*** Given passage ***

Unfortunately, not everything quite gels. While there are plenty of good decisions by Hyundai – the easily accessed steering mode control, fuel filler release built into the drivers door handle, and tactile button choices – there are some less than ergonomic decisions too. Making the touchscreen an option means there’s some duplication between touch and button navigation, lending the dashboard a cluttered feel at times.
That’s a shame, because Hyundai’s BlueLink telematics isn’t bad once you get to grips with it. As well as turn-by-turn navigation there’s Bluetooth support for hooking up a smartphone; then, you can stream music through Pandora and other apps. Hyundai plans an iPhone app which will allow for remote-start and lock control, while if you log into the companion website you can set up geofenced limits outside of which the Santa Fe Sport can’t be driven. That’s likely to appeal to parents with young drivers on the insurance.

***

Extend the Hyundai Santa Fe Sport review onward from its last sentence. The items after this point are separate material, apart from the Santa Fe Sport review.

*** Stored rows ***

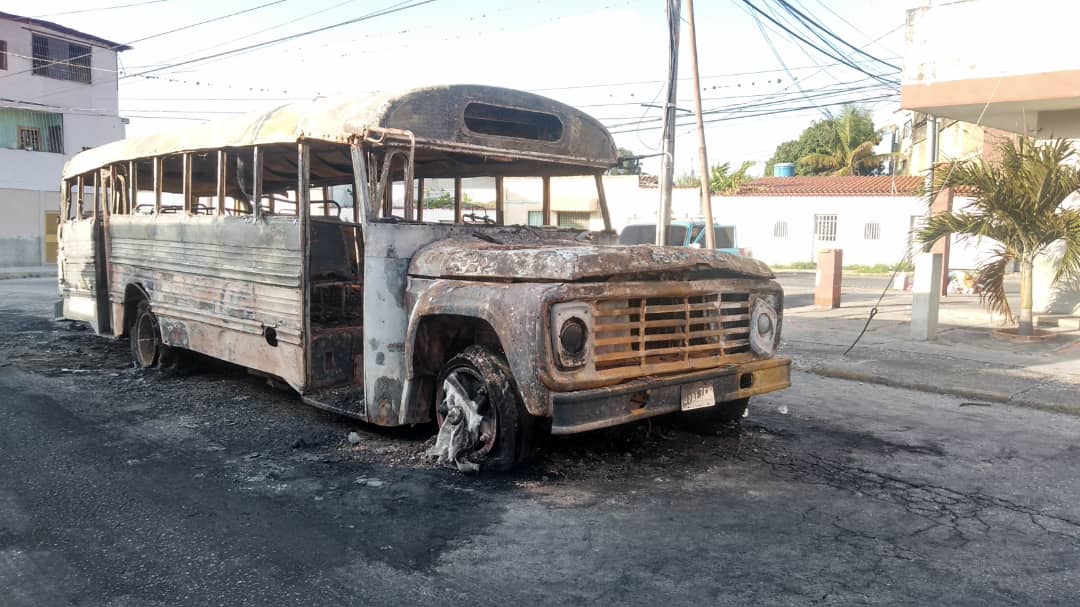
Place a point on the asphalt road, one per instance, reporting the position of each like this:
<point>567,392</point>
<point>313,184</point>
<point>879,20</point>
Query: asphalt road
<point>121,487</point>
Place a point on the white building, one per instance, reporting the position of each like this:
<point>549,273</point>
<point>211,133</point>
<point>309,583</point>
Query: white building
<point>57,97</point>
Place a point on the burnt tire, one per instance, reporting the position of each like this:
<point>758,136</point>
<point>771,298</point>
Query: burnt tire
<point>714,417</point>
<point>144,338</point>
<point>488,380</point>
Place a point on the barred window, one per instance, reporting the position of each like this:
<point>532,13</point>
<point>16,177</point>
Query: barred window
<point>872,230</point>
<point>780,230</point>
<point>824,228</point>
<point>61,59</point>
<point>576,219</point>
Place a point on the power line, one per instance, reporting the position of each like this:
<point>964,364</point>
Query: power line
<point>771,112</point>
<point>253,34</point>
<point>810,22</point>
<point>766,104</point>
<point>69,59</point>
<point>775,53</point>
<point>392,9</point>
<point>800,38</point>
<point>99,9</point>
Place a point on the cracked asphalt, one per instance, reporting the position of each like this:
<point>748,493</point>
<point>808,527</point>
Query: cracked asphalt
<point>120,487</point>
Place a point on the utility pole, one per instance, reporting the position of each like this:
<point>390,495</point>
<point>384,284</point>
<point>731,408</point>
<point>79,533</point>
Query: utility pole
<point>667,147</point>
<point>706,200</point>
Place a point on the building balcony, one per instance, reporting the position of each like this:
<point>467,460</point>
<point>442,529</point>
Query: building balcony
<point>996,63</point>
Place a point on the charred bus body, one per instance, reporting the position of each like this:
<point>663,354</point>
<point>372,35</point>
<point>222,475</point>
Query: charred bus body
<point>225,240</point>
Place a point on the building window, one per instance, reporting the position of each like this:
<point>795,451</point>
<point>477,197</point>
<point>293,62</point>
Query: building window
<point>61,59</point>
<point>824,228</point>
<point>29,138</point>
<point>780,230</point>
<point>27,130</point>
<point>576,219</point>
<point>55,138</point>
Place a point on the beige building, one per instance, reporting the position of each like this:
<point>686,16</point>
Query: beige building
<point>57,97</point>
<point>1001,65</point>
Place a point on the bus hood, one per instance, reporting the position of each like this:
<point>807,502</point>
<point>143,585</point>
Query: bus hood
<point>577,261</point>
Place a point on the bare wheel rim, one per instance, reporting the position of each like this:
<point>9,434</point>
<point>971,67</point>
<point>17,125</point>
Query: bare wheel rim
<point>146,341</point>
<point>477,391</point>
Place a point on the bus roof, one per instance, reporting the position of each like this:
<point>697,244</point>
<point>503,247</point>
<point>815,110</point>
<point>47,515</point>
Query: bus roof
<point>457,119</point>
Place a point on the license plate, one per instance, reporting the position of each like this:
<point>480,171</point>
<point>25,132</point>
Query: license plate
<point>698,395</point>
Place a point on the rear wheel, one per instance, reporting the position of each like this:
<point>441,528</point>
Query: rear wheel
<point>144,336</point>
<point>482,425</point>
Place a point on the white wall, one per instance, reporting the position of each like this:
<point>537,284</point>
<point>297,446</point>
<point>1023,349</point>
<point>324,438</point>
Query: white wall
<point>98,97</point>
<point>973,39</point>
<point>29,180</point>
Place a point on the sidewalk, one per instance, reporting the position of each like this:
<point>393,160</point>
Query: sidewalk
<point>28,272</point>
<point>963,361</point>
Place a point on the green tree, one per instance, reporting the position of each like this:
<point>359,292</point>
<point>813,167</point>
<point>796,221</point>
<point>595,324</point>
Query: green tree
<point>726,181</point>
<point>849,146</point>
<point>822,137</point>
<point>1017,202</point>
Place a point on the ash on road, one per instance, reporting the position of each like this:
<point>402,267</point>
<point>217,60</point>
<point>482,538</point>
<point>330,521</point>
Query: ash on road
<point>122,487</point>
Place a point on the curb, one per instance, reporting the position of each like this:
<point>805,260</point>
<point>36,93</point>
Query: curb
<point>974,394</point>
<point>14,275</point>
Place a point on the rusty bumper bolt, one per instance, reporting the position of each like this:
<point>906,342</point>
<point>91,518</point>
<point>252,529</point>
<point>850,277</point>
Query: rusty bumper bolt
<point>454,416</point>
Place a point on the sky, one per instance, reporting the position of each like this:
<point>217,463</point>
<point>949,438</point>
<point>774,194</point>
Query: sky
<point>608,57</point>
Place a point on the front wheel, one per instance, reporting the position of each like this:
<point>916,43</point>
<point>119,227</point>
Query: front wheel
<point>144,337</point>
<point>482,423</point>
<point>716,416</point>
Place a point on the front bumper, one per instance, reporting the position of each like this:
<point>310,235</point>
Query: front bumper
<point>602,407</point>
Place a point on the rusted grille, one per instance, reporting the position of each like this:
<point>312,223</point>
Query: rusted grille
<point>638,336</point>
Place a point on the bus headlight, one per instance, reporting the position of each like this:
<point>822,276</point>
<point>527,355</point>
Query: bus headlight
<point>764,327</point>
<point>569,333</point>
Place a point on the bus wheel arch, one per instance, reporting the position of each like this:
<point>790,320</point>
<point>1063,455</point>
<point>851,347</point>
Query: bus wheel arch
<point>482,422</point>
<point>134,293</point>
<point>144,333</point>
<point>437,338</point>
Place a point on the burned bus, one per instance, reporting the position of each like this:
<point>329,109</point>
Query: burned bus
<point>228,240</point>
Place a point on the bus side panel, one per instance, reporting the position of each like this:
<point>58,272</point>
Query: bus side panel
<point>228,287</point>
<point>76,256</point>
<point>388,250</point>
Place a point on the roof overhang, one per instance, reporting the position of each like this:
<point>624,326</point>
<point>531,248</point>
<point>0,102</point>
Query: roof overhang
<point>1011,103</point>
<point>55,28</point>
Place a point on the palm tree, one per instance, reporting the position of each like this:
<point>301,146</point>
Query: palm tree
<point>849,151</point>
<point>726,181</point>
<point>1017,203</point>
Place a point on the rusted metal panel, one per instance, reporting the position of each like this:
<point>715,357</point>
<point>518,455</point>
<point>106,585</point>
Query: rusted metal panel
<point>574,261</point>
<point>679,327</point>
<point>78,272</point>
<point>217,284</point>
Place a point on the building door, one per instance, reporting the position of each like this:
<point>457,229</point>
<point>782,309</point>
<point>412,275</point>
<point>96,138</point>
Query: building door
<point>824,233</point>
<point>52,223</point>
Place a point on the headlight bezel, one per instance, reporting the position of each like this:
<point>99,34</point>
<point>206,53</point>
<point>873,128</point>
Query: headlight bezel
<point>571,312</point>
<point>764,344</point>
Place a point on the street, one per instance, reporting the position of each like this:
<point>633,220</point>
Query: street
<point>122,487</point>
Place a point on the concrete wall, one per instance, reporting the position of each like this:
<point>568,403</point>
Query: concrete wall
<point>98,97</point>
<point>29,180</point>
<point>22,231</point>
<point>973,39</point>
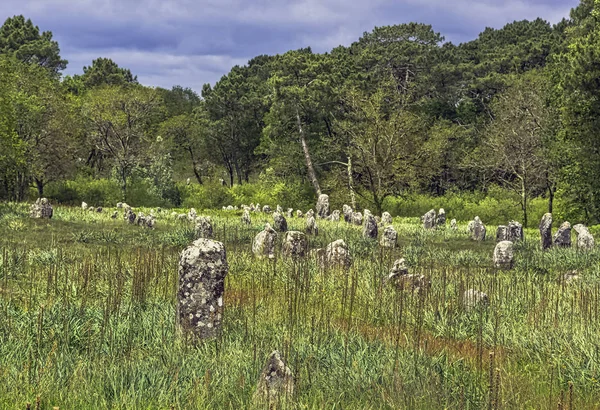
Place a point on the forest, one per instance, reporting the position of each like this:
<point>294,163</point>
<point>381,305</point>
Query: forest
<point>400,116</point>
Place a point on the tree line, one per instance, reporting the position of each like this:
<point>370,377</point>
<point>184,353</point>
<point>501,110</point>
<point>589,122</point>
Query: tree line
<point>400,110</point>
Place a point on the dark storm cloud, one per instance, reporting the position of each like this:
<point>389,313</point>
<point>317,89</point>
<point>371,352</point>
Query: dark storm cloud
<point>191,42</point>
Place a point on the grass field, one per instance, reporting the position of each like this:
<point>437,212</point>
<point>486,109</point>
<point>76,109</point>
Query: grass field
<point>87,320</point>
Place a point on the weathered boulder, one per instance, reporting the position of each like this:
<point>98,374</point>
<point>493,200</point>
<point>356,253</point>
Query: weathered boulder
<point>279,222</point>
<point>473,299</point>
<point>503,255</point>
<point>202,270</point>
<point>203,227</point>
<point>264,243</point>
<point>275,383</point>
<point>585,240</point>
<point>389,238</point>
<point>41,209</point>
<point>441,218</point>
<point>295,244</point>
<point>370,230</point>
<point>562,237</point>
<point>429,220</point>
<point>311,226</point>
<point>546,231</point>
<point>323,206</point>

***
*** Stored rows ***

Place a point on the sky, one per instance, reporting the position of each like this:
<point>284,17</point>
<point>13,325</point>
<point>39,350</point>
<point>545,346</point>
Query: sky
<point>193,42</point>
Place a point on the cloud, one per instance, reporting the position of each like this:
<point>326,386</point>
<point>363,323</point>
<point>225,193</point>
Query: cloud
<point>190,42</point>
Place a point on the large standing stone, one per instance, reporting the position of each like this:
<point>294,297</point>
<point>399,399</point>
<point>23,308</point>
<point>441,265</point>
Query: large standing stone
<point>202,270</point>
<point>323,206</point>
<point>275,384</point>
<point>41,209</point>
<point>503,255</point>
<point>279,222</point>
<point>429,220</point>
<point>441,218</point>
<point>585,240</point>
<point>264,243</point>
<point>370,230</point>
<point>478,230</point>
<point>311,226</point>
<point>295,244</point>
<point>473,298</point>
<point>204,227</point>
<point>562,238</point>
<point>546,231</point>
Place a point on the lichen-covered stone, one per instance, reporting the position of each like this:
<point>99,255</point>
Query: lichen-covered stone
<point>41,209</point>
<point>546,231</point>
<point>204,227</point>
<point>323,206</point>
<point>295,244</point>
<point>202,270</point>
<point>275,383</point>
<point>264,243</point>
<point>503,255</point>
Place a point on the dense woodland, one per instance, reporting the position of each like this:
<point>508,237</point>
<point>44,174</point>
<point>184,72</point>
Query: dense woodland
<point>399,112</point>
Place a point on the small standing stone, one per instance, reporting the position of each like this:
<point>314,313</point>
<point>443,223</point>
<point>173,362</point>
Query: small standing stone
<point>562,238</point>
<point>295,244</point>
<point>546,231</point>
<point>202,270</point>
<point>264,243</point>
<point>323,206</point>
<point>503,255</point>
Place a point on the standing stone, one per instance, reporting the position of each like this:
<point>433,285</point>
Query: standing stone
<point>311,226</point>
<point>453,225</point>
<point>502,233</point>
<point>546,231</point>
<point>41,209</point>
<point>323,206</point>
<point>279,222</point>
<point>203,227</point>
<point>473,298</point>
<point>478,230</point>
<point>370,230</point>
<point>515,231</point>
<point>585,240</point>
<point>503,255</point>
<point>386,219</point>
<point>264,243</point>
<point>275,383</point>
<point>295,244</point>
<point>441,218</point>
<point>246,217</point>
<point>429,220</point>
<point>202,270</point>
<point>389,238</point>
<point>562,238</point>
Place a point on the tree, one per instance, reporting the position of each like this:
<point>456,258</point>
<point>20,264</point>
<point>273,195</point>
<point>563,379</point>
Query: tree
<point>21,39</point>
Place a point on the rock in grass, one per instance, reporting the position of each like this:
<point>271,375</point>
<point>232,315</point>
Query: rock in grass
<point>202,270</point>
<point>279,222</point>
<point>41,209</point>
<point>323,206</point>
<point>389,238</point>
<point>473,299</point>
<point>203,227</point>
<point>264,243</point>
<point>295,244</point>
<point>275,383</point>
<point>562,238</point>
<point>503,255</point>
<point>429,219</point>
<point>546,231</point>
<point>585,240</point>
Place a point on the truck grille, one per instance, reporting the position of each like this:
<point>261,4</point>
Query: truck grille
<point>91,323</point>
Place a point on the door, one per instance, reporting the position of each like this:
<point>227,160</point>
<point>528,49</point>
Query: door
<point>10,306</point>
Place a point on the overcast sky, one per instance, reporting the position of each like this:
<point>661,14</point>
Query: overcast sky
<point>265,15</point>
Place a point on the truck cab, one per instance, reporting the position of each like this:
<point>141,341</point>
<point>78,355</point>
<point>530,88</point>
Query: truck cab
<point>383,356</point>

***

• _Task response_:
Front and rear seating is comfortable and – with no third-row to accommodate – space for back passengers is ample. In fact, each seat of the rear bench folds independently, with sliding/tilting and integrated heating available as an option. Drop everything flat and there’s a reasonably sized load area. On the plus side, the rear wheel arches make minimal intrusion at the sides, though the seats themselves don’t fold entirely for a completely flat space. Overall, you get 71.5 cubic feet for your boxes, cases and bikes (or 35.4 cubic feet with the rear seats up), along with a variety of dashboard and underfloor cubbies for salting away bottles and sunglasses.
Factor in destination charges, and the entry-level Santa Fe Sport starts at $25,275. You’ll spend $27,525 for the 2.0T version, while upgrading to AWD in either model is a $1,750 option. More expensive are the options packages; in addition to the $2,450 Leather and Premium Equipment Package there’s a $2,900 Technology Package, which also includes the new panoramic moonroof. In general, if you’re content with the base spec, the Hyundai is often cheaper than its crossover rivals, but that advantage is mitigated if you have a taste for extras.
Without the seven-seater Santa Fe to compare, it’s hard to know whether Hyundai has scored a one-two punch with its new crossover SUVs. Alone, though, the 2013 Santa Fe Sport is a strong upgrade to the 2012 model. Those paying for it will be pleased by the more flexible engines, improved fuel economy and competitive entry price (just as long as they’re not too distracted by the options), while those along for the ride get comfortable and spacious accommodation.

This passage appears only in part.